== Your assignment ==
Beneath this task are records; print exactly the stretch of them from the line with "Target: railway track" through the line with "Target: metal bench", both ends included.

Given entries START

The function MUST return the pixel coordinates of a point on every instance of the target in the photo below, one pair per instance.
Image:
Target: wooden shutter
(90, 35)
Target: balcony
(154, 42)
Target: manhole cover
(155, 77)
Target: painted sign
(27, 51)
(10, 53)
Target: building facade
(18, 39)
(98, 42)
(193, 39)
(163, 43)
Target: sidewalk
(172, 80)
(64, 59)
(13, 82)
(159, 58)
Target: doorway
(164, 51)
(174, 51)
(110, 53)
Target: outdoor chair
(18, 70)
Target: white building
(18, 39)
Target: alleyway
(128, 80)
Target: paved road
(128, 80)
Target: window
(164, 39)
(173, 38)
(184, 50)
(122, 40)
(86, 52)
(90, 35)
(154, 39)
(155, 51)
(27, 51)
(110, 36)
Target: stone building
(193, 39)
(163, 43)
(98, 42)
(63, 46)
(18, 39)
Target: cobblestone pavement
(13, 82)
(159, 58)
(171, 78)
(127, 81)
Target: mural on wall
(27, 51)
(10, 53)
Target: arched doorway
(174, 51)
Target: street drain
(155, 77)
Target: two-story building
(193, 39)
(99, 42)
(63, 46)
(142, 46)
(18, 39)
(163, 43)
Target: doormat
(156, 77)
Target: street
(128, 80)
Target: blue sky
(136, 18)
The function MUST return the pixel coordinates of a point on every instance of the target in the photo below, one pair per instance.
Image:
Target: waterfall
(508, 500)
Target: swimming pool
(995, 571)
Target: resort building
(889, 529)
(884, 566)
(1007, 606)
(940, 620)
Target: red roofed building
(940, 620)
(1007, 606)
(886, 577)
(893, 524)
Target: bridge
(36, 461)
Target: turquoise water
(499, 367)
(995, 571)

Given entries END
Given entries START

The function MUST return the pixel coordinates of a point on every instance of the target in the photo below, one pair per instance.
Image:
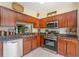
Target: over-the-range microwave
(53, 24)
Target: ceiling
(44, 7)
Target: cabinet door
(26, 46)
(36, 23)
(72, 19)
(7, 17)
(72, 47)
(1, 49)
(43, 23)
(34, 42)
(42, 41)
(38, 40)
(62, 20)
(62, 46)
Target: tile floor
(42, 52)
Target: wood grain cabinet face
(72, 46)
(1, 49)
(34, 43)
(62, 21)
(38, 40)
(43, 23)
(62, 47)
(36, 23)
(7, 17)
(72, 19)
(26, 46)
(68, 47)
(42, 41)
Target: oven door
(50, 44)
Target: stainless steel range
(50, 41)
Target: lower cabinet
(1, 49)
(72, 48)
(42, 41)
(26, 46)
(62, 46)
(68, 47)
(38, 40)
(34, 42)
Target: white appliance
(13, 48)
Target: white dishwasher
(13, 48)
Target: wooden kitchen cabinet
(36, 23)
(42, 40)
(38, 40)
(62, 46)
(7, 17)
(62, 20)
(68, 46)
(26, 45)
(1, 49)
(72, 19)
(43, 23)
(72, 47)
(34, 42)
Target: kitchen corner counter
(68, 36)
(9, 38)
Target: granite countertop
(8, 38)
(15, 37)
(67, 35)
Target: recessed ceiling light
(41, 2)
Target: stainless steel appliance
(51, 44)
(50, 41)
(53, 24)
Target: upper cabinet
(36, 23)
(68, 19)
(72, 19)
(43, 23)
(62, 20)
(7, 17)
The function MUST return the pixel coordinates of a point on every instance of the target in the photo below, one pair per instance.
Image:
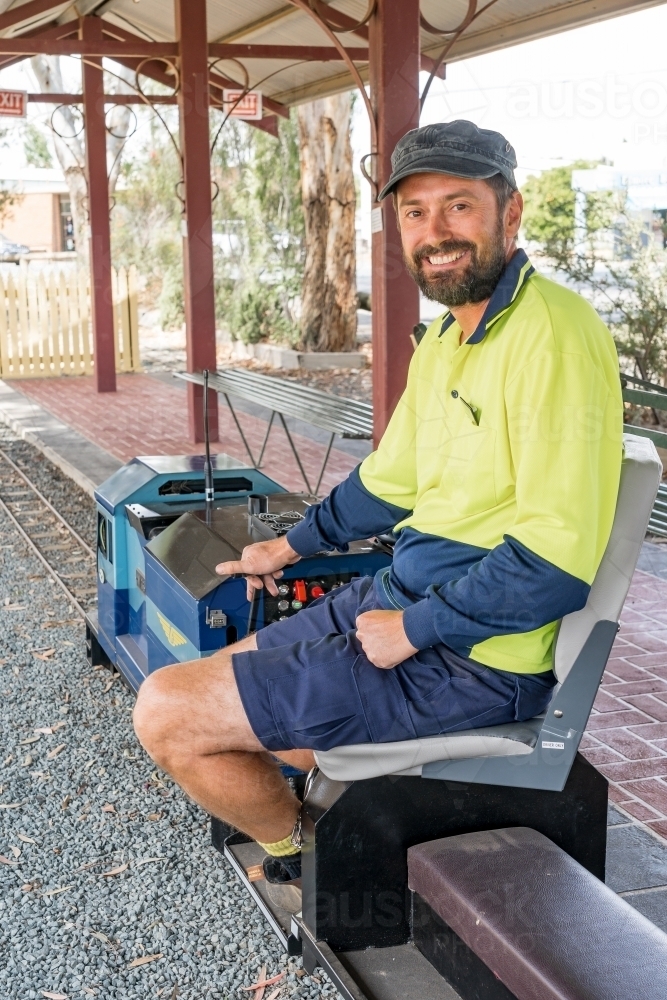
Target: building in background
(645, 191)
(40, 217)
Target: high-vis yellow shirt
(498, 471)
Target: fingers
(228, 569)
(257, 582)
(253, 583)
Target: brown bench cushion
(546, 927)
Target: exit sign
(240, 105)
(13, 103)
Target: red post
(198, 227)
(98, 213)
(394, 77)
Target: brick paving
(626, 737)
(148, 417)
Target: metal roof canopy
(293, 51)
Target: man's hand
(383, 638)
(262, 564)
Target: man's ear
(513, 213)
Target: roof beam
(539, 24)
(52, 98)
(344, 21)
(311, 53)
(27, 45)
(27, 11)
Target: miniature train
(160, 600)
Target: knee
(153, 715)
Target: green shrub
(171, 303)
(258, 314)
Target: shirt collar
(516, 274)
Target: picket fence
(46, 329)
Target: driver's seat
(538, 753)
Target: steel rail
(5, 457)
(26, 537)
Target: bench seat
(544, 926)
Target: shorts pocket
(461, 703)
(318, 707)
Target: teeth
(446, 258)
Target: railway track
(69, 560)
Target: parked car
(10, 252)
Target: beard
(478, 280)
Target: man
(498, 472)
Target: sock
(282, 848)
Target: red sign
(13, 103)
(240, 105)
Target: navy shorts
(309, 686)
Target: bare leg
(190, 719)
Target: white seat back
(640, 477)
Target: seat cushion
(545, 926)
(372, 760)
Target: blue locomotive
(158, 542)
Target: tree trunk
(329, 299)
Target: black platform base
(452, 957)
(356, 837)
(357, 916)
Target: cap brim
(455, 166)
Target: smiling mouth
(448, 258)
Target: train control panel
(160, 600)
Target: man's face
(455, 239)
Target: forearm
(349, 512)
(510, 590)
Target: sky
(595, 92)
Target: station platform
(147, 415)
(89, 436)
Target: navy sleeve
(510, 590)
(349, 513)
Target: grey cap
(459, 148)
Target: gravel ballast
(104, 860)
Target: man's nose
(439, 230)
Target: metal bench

Given entries END

== Exercise solution ==
Target: railway track
(69, 560)
Target: parked car
(10, 252)
Target: beard
(478, 280)
Target: man
(498, 472)
Target: sock
(282, 848)
Target: red sign
(13, 103)
(240, 105)
Target: navy shorts
(309, 686)
Target: bare leg
(190, 719)
Target: white seat back
(640, 477)
Target: seat cushion
(545, 926)
(372, 760)
Target: blue locomotive
(158, 542)
Target: tree trunk
(329, 299)
Target: black platform base
(452, 957)
(356, 837)
(357, 916)
Target: cap brim
(455, 166)
Target: smiling mouth
(448, 258)
Target: train control panel
(160, 600)
Target: man's face
(455, 239)
Target: forearm
(349, 512)
(510, 590)
Target: sky
(595, 92)
Target: station platform
(147, 415)
(89, 436)
Target: navy sleeve
(510, 590)
(349, 513)
Target: grey cap
(459, 148)
Target: gravel ballast
(104, 860)
Target: man's nose
(439, 230)
Target: metal bench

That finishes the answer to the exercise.